■ Exercise requirements: Set down, without alteration, the lines from the one that contains "Target: stone marker" through the final line of the material below.

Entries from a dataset
[Start]

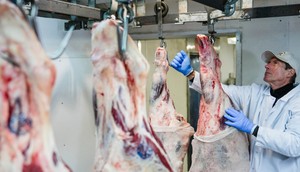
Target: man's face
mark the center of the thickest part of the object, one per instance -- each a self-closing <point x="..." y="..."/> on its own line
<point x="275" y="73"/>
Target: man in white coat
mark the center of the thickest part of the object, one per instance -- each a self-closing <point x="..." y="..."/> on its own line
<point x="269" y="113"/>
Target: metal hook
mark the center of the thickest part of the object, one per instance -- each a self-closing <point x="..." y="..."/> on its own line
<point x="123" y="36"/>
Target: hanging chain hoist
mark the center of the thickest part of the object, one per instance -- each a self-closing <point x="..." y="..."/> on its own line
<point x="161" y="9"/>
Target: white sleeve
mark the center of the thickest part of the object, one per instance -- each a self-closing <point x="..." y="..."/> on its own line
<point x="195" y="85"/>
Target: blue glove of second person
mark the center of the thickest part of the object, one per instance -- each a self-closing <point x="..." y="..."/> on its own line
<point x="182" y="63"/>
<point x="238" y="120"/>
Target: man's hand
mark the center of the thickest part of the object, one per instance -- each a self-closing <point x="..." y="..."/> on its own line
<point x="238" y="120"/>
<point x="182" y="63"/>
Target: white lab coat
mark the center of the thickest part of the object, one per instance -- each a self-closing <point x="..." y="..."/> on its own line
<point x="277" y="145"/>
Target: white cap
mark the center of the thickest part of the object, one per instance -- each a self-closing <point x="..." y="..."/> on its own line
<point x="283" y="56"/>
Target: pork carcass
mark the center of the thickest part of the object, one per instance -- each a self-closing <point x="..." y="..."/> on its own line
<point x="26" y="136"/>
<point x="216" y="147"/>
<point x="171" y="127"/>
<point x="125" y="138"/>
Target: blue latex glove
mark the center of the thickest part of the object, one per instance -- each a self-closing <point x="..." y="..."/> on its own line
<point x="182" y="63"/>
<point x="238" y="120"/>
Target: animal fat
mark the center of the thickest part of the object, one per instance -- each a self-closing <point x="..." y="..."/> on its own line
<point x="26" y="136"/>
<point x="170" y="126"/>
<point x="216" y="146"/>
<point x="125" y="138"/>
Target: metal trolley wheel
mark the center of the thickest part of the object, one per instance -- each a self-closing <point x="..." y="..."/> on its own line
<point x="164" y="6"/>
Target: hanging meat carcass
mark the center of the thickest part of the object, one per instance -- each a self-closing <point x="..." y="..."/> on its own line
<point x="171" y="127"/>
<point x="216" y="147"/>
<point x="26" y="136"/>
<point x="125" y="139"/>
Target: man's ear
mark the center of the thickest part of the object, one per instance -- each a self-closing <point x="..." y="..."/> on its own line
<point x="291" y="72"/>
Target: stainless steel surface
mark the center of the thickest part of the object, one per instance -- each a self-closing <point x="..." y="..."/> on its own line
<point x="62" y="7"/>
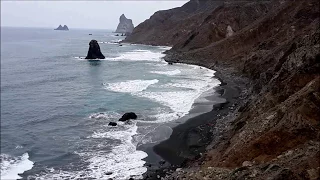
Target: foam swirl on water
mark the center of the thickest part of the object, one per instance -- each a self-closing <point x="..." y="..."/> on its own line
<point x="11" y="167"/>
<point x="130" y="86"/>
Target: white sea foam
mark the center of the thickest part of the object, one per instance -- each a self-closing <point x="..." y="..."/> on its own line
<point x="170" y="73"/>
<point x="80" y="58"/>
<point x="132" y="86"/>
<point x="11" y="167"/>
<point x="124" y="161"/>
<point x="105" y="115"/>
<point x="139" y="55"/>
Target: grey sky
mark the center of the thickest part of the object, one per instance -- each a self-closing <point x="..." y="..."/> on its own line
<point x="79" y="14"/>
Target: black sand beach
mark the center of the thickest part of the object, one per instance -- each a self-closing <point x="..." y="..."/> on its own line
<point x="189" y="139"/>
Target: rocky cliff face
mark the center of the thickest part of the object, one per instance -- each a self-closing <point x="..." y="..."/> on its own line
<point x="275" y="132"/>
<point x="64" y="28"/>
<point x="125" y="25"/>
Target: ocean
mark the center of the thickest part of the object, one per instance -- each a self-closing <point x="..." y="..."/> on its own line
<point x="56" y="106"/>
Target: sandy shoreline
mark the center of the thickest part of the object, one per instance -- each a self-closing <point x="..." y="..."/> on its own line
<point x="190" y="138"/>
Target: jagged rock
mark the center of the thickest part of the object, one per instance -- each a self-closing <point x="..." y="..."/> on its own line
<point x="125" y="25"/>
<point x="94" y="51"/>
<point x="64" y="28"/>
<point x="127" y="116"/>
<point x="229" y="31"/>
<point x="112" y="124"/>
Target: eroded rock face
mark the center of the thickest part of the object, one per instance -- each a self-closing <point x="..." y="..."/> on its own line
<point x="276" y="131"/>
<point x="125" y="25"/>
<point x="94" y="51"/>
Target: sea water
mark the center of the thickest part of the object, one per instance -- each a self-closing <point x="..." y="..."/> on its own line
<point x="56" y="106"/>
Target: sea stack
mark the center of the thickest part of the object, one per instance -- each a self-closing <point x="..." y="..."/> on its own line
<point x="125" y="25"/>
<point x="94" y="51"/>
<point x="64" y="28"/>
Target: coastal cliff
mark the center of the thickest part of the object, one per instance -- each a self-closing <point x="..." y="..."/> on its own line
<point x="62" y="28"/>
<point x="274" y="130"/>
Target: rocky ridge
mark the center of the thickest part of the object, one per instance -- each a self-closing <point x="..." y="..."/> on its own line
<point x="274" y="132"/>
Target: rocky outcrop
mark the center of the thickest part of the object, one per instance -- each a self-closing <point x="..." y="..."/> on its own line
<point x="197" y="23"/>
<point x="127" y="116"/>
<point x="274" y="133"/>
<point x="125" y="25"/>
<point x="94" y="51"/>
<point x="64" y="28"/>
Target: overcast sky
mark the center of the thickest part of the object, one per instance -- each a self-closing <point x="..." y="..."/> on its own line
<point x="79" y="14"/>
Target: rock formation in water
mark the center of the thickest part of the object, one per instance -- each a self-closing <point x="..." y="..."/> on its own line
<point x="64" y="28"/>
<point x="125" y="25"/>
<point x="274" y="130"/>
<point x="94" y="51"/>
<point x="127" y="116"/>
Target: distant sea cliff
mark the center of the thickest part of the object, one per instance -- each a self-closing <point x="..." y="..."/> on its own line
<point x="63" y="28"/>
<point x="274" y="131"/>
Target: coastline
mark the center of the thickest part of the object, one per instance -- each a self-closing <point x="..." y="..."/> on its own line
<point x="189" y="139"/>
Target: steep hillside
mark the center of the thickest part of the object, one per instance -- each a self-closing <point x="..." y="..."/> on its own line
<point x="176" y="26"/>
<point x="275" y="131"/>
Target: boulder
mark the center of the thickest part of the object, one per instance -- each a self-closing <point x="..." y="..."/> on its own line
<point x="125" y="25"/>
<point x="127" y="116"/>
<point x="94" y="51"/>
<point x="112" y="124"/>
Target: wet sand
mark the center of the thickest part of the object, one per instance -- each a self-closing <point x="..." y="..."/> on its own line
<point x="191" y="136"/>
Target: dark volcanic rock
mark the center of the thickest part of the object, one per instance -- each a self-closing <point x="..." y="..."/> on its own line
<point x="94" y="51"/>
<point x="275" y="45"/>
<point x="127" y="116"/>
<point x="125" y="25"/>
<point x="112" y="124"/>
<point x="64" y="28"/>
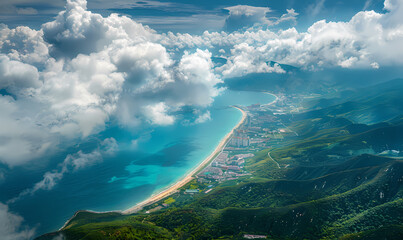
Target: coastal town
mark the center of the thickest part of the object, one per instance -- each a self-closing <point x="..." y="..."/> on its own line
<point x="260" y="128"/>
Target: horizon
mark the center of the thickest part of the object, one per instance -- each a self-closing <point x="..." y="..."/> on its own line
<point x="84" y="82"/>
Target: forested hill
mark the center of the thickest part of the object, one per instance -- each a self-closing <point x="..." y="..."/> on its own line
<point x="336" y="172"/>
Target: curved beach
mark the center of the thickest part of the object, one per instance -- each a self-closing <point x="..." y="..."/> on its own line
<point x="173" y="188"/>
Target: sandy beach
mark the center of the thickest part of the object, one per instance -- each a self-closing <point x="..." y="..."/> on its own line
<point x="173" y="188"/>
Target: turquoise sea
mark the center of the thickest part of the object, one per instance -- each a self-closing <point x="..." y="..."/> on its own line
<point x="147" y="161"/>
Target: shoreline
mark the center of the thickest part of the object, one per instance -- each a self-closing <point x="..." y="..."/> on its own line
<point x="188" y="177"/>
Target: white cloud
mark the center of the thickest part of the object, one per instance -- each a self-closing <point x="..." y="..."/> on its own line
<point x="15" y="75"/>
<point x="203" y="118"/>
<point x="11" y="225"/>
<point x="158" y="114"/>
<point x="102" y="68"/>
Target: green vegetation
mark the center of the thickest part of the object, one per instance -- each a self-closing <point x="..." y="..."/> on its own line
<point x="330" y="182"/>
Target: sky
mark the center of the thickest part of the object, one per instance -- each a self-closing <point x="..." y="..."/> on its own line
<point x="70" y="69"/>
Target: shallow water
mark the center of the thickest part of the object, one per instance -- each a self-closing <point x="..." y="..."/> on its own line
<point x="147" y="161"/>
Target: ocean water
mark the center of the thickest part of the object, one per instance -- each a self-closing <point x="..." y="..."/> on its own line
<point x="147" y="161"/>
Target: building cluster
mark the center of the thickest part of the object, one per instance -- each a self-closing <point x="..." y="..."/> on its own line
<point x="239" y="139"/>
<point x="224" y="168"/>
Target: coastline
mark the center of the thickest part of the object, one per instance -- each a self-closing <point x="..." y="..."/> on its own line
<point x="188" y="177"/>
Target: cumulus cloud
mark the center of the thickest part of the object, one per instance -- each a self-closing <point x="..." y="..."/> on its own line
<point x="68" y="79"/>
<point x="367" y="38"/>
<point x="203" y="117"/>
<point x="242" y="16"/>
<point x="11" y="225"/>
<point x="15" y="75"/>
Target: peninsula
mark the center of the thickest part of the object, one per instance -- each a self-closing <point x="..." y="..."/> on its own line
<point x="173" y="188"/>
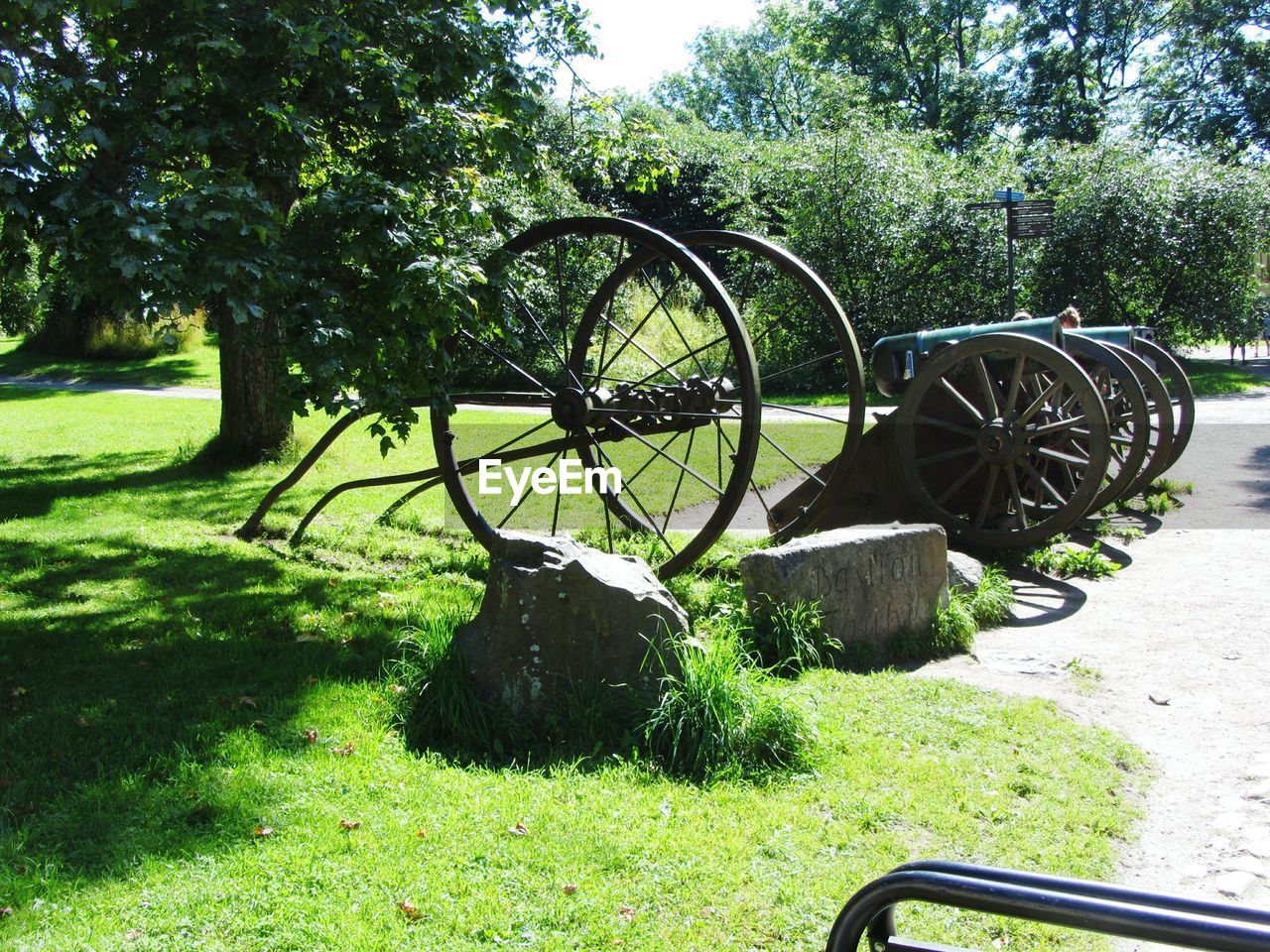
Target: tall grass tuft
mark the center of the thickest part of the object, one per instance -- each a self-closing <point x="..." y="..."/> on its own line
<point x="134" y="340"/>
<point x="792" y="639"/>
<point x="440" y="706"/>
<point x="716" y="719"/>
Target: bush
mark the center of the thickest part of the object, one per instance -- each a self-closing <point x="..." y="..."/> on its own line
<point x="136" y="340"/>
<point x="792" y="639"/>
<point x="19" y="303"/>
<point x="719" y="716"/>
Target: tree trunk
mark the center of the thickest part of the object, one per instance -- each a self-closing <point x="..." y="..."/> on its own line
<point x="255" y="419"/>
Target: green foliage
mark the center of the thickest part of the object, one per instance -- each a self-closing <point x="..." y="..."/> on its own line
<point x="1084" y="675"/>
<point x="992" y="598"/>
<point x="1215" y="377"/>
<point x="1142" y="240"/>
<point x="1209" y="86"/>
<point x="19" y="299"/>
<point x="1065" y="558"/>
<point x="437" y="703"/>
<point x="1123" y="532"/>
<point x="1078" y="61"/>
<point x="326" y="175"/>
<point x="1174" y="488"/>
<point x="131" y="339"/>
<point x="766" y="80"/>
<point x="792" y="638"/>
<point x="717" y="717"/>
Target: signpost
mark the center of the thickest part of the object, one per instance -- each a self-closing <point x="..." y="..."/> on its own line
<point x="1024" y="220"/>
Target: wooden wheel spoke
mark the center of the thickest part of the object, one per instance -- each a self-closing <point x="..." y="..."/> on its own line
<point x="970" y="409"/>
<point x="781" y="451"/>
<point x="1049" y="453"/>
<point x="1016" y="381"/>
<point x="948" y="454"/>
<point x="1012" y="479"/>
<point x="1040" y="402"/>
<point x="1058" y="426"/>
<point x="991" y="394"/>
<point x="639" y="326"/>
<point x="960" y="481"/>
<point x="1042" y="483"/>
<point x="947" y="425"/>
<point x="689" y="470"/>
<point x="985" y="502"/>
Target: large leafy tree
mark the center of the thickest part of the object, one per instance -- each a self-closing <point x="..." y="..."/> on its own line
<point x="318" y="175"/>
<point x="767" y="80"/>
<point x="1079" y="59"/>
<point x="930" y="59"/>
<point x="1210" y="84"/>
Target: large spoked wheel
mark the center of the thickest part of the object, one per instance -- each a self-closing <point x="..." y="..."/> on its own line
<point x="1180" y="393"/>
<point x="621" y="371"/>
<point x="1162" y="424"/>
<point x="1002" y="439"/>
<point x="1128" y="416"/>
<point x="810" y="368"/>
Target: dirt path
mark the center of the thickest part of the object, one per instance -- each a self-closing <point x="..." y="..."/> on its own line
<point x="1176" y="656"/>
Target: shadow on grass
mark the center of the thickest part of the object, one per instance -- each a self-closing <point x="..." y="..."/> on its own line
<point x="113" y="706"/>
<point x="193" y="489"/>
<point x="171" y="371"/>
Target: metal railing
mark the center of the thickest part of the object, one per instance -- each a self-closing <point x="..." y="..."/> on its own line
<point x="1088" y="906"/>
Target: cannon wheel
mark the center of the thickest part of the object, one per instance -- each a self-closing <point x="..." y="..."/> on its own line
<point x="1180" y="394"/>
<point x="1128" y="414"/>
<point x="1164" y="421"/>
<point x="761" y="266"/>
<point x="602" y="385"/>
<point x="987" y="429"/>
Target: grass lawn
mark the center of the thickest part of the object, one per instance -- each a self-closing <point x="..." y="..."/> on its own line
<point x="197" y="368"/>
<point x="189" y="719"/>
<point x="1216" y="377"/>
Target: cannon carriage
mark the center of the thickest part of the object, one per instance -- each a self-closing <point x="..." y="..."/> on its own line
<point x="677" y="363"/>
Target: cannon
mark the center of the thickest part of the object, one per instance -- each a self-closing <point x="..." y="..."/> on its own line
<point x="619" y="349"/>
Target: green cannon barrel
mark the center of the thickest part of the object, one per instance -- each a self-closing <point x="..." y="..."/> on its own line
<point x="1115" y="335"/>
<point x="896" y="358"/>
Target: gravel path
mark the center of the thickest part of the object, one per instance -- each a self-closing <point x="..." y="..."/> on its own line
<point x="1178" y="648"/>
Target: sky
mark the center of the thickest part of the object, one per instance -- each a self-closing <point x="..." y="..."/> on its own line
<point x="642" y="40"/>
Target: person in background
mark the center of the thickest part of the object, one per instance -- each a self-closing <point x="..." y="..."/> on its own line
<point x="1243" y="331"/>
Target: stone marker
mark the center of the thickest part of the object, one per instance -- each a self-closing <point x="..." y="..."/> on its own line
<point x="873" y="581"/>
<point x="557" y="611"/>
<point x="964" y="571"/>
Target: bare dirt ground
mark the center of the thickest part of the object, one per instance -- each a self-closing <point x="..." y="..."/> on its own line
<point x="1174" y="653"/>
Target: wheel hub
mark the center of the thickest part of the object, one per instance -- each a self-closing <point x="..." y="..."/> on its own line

[End]

■ Output for this task:
Target: stone marker
mark the center of the thickest part of the object, one per instance -- each a self-closing <point x="..." y="..."/> on its own line
<point x="873" y="581"/>
<point x="557" y="611"/>
<point x="964" y="571"/>
Target: bare dirt ground
mark the center of the thickest part of the object, one per instance -- each a self-closing <point x="..." y="..."/> on its own line
<point x="1174" y="653"/>
Target: wheel hub
mark the center of the thickest part of the object, one per instance -- each a self-closing <point x="..." y="..."/> on its own line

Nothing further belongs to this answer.